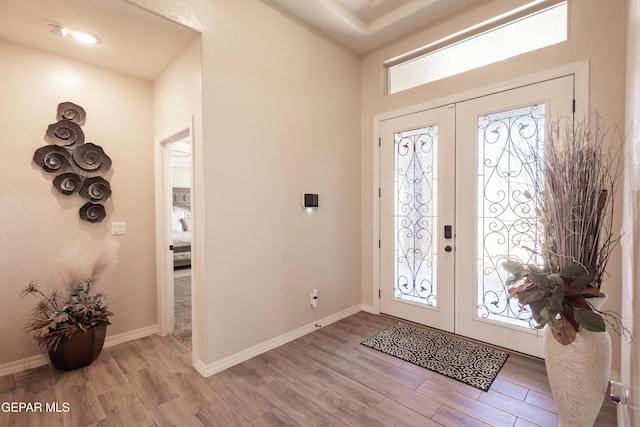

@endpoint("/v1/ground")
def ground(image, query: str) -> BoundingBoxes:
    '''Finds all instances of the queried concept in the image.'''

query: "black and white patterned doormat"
[362,322,509,391]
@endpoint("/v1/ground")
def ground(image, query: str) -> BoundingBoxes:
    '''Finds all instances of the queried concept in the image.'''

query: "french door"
[380,76,573,357]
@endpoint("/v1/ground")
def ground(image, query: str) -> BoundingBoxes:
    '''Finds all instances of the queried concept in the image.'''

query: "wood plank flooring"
[0,312,617,427]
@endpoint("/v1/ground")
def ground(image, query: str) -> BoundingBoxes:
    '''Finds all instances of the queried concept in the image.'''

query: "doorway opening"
[171,135,193,347]
[158,120,195,349]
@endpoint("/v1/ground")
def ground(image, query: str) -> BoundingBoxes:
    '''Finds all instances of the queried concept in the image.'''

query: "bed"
[171,187,191,268]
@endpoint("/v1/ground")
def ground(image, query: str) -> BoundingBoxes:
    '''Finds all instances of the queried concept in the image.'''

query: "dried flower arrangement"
[503,113,628,344]
[21,240,117,350]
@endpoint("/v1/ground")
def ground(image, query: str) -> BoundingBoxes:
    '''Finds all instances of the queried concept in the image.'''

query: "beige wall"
[361,0,625,372]
[135,0,361,364]
[0,40,156,365]
[620,0,640,426]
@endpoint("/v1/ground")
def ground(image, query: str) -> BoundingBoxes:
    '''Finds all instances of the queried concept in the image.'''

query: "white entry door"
[380,107,455,332]
[380,76,573,357]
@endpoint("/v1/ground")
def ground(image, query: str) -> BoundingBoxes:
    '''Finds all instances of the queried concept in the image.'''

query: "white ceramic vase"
[544,297,611,427]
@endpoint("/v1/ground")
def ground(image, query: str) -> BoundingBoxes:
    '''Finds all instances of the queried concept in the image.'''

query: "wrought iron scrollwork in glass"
[394,125,438,306]
[477,104,545,327]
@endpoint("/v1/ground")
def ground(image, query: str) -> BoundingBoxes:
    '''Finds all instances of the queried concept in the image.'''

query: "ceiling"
[0,0,486,81]
[0,0,199,81]
[265,0,486,55]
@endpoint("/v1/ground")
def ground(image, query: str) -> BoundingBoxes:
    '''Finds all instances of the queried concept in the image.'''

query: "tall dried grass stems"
[21,240,118,350]
[529,112,624,289]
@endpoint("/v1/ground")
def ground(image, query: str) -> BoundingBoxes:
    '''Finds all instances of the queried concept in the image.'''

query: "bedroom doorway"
[156,119,195,351]
[171,135,192,347]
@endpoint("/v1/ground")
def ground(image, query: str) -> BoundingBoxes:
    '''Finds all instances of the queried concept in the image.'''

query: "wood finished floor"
[0,312,617,427]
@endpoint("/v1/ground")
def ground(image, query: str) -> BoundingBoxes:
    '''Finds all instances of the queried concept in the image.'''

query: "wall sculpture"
[33,102,111,222]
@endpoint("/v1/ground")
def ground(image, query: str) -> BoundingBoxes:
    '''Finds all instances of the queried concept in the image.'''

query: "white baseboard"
[362,304,380,314]
[193,305,365,377]
[0,325,158,377]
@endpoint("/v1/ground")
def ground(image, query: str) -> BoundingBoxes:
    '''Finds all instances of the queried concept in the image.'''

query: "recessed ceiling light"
[44,23,99,44]
[69,30,98,44]
[45,23,69,37]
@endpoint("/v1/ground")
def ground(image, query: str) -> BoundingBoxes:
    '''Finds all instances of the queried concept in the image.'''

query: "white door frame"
[155,117,195,336]
[371,60,589,320]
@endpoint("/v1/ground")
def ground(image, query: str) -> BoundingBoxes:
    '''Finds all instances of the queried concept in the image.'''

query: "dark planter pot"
[49,325,107,371]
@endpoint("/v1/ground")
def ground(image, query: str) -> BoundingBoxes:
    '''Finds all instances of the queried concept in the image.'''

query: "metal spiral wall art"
[33,102,111,222]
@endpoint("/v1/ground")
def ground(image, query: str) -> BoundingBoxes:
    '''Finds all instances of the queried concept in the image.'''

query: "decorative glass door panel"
[380,107,455,331]
[455,76,573,357]
[476,104,546,328]
[393,124,438,306]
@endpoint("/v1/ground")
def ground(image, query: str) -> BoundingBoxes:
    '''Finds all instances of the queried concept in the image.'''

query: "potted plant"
[503,113,628,427]
[21,241,116,371]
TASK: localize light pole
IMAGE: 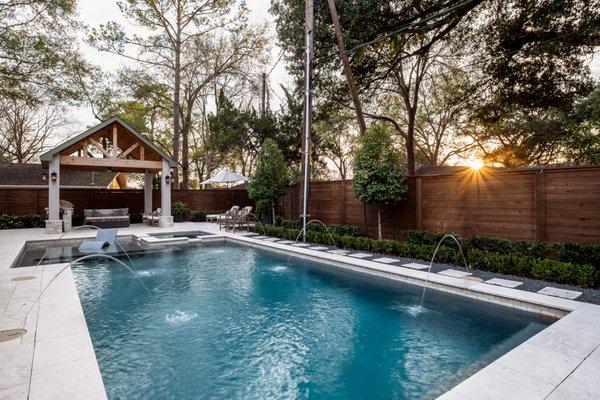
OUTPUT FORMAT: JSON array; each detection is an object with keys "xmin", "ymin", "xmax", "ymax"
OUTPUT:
[{"xmin": 302, "ymin": 0, "xmax": 314, "ymax": 242}]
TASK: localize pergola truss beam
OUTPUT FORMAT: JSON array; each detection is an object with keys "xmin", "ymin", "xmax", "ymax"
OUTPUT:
[
  {"xmin": 113, "ymin": 124, "xmax": 119, "ymax": 159},
  {"xmin": 60, "ymin": 156, "xmax": 162, "ymax": 171},
  {"xmin": 119, "ymin": 142, "xmax": 140, "ymax": 158},
  {"xmin": 88, "ymin": 138, "xmax": 112, "ymax": 158}
]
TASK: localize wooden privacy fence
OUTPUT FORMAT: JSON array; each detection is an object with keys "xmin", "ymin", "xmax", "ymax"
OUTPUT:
[
  {"xmin": 0, "ymin": 188, "xmax": 253, "ymax": 221},
  {"xmin": 280, "ymin": 167, "xmax": 600, "ymax": 243},
  {"xmin": 0, "ymin": 167, "xmax": 600, "ymax": 243}
]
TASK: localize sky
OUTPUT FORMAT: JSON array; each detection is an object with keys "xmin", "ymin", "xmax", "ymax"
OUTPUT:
[
  {"xmin": 73, "ymin": 0, "xmax": 289, "ymax": 127},
  {"xmin": 73, "ymin": 0, "xmax": 600, "ymax": 133}
]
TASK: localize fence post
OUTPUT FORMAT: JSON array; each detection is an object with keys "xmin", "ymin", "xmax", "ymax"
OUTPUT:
[
  {"xmin": 415, "ymin": 178, "xmax": 423, "ymax": 230},
  {"xmin": 534, "ymin": 169, "xmax": 546, "ymax": 241}
]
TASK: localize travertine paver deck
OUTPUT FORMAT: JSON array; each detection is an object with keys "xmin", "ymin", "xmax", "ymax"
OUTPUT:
[
  {"xmin": 309, "ymin": 246, "xmax": 329, "ymax": 251},
  {"xmin": 402, "ymin": 263, "xmax": 429, "ymax": 269},
  {"xmin": 0, "ymin": 223, "xmax": 600, "ymax": 400},
  {"xmin": 538, "ymin": 286, "xmax": 583, "ymax": 300},
  {"xmin": 348, "ymin": 253, "xmax": 372, "ymax": 258},
  {"xmin": 328, "ymin": 249, "xmax": 349, "ymax": 256},
  {"xmin": 485, "ymin": 278, "xmax": 523, "ymax": 288},
  {"xmin": 373, "ymin": 257, "xmax": 400, "ymax": 264},
  {"xmin": 438, "ymin": 268, "xmax": 473, "ymax": 278},
  {"xmin": 292, "ymin": 242, "xmax": 310, "ymax": 247}
]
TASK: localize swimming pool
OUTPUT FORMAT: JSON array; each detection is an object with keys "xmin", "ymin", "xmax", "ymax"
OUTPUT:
[{"xmin": 73, "ymin": 243, "xmax": 552, "ymax": 399}]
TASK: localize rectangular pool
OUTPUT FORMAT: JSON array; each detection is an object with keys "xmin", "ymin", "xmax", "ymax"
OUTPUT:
[{"xmin": 73, "ymin": 243, "xmax": 552, "ymax": 400}]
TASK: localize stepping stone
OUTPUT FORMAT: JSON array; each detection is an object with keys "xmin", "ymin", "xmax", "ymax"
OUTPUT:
[
  {"xmin": 309, "ymin": 246, "xmax": 329, "ymax": 251},
  {"xmin": 402, "ymin": 263, "xmax": 429, "ymax": 269},
  {"xmin": 538, "ymin": 286, "xmax": 583, "ymax": 300},
  {"xmin": 328, "ymin": 250, "xmax": 348, "ymax": 256},
  {"xmin": 372, "ymin": 257, "xmax": 400, "ymax": 264},
  {"xmin": 438, "ymin": 269, "xmax": 473, "ymax": 278},
  {"xmin": 485, "ymin": 278, "xmax": 523, "ymax": 288},
  {"xmin": 348, "ymin": 253, "xmax": 371, "ymax": 258},
  {"xmin": 463, "ymin": 276, "xmax": 483, "ymax": 283}
]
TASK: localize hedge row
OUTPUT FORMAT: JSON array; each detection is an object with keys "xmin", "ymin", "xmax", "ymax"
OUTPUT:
[
  {"xmin": 259, "ymin": 226, "xmax": 600, "ymax": 287},
  {"xmin": 402, "ymin": 231, "xmax": 600, "ymax": 268},
  {"xmin": 276, "ymin": 217, "xmax": 362, "ymax": 237},
  {"xmin": 0, "ymin": 214, "xmax": 46, "ymax": 229}
]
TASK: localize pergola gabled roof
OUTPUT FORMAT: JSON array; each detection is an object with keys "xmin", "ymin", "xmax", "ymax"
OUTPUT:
[{"xmin": 40, "ymin": 116, "xmax": 177, "ymax": 172}]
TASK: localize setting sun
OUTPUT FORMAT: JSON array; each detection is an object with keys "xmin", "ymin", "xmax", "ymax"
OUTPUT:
[{"xmin": 469, "ymin": 159, "xmax": 483, "ymax": 171}]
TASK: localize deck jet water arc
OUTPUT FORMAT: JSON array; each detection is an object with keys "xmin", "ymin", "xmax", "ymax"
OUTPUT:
[
  {"xmin": 285, "ymin": 219, "xmax": 337, "ymax": 267},
  {"xmin": 419, "ymin": 234, "xmax": 470, "ymax": 310}
]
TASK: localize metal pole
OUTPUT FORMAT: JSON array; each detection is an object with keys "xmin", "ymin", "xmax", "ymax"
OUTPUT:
[
  {"xmin": 327, "ymin": 0, "xmax": 367, "ymax": 134},
  {"xmin": 260, "ymin": 72, "xmax": 267, "ymax": 115},
  {"xmin": 302, "ymin": 0, "xmax": 314, "ymax": 242}
]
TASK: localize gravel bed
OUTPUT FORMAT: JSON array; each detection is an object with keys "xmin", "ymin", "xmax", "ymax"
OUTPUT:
[{"xmin": 258, "ymin": 239, "xmax": 600, "ymax": 304}]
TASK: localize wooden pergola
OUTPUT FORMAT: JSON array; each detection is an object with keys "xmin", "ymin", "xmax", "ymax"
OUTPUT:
[{"xmin": 40, "ymin": 117, "xmax": 177, "ymax": 232}]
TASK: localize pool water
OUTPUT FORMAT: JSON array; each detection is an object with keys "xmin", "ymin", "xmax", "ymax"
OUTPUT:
[{"xmin": 73, "ymin": 244, "xmax": 552, "ymax": 400}]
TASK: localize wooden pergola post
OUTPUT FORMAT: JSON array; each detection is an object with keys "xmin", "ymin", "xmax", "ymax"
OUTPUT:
[
  {"xmin": 158, "ymin": 160, "xmax": 173, "ymax": 227},
  {"xmin": 40, "ymin": 117, "xmax": 177, "ymax": 233},
  {"xmin": 46, "ymin": 155, "xmax": 62, "ymax": 233},
  {"xmin": 144, "ymin": 171, "xmax": 152, "ymax": 213}
]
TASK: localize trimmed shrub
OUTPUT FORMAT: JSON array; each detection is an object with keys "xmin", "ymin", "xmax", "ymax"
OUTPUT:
[
  {"xmin": 0, "ymin": 214, "xmax": 46, "ymax": 229},
  {"xmin": 254, "ymin": 223, "xmax": 600, "ymax": 287}
]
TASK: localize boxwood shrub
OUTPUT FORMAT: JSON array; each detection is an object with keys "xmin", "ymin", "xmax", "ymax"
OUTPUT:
[
  {"xmin": 255, "ymin": 224, "xmax": 600, "ymax": 287},
  {"xmin": 0, "ymin": 214, "xmax": 46, "ymax": 229}
]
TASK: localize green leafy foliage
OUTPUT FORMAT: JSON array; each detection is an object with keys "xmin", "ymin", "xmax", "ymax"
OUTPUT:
[
  {"xmin": 255, "ymin": 223, "xmax": 600, "ymax": 287},
  {"xmin": 248, "ymin": 139, "xmax": 288, "ymax": 209},
  {"xmin": 0, "ymin": 214, "xmax": 46, "ymax": 229},
  {"xmin": 354, "ymin": 124, "xmax": 408, "ymax": 204},
  {"xmin": 277, "ymin": 218, "xmax": 362, "ymax": 237},
  {"xmin": 171, "ymin": 201, "xmax": 187, "ymax": 215}
]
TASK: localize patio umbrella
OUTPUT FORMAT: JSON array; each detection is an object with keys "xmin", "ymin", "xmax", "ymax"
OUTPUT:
[{"xmin": 201, "ymin": 168, "xmax": 248, "ymax": 185}]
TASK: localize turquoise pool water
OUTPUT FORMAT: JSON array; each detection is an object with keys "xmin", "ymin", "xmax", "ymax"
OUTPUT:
[{"xmin": 73, "ymin": 244, "xmax": 551, "ymax": 400}]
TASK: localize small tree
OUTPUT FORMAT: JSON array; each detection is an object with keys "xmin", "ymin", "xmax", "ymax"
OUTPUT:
[
  {"xmin": 354, "ymin": 124, "xmax": 408, "ymax": 239},
  {"xmin": 248, "ymin": 139, "xmax": 288, "ymax": 221}
]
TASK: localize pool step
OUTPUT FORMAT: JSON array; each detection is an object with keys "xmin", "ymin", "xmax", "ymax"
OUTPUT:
[{"xmin": 538, "ymin": 286, "xmax": 583, "ymax": 300}]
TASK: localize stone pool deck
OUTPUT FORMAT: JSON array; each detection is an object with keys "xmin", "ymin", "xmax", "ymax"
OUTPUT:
[{"xmin": 0, "ymin": 223, "xmax": 600, "ymax": 400}]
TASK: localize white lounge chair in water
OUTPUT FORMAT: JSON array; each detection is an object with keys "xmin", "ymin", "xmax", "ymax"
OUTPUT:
[{"xmin": 79, "ymin": 229, "xmax": 119, "ymax": 253}]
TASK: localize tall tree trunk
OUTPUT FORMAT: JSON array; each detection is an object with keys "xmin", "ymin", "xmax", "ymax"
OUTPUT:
[
  {"xmin": 181, "ymin": 103, "xmax": 194, "ymax": 189},
  {"xmin": 377, "ymin": 204, "xmax": 381, "ymax": 240},
  {"xmin": 406, "ymin": 109, "xmax": 416, "ymax": 176},
  {"xmin": 171, "ymin": 18, "xmax": 181, "ymax": 189}
]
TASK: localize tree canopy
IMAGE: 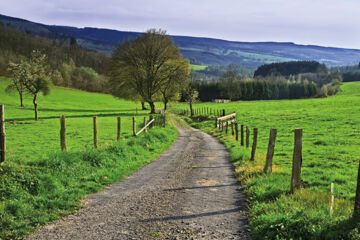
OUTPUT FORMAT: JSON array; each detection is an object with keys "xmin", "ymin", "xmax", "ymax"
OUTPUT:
[
  {"xmin": 109, "ymin": 29, "xmax": 190, "ymax": 113},
  {"xmin": 254, "ymin": 61, "xmax": 328, "ymax": 77}
]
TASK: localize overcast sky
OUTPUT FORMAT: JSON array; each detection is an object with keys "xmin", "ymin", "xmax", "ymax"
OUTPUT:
[{"xmin": 0, "ymin": 0, "xmax": 360, "ymax": 49}]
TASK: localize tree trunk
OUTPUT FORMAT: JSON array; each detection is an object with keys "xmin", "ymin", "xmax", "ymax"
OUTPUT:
[
  {"xmin": 148, "ymin": 102, "xmax": 155, "ymax": 114},
  {"xmin": 19, "ymin": 93, "xmax": 24, "ymax": 107},
  {"xmin": 33, "ymin": 94, "xmax": 39, "ymax": 121}
]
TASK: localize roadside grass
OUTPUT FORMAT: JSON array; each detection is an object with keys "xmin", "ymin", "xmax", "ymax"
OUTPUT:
[
  {"xmin": 190, "ymin": 64, "xmax": 207, "ymax": 71},
  {"xmin": 173, "ymin": 83, "xmax": 360, "ymax": 239},
  {"xmin": 0, "ymin": 79, "xmax": 178, "ymax": 239}
]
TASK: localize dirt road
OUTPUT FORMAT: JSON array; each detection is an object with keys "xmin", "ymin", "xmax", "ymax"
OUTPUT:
[{"xmin": 29, "ymin": 119, "xmax": 249, "ymax": 239}]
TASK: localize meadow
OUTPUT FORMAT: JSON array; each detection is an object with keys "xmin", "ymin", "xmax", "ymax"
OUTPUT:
[
  {"xmin": 173, "ymin": 82, "xmax": 360, "ymax": 239},
  {"xmin": 190, "ymin": 64, "xmax": 207, "ymax": 71},
  {"xmin": 0, "ymin": 78, "xmax": 178, "ymax": 239}
]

### PROBLEM TO WORK ON:
Update the lines from the one containing "TASK: localize meadow" through the last line by replacing "detection" with "bounding box" and leaving everything else unchanged. Output only that span of lines.

### EXPECTED ANSWER:
TASK: localize meadow
OUTPUT FORMAT: JSON array; each bounding box is an object with keys "xmin", "ymin", "xmax", "ymax"
OUTPUT:
[
  {"xmin": 173, "ymin": 82, "xmax": 360, "ymax": 239},
  {"xmin": 190, "ymin": 64, "xmax": 207, "ymax": 71},
  {"xmin": 0, "ymin": 78, "xmax": 178, "ymax": 239}
]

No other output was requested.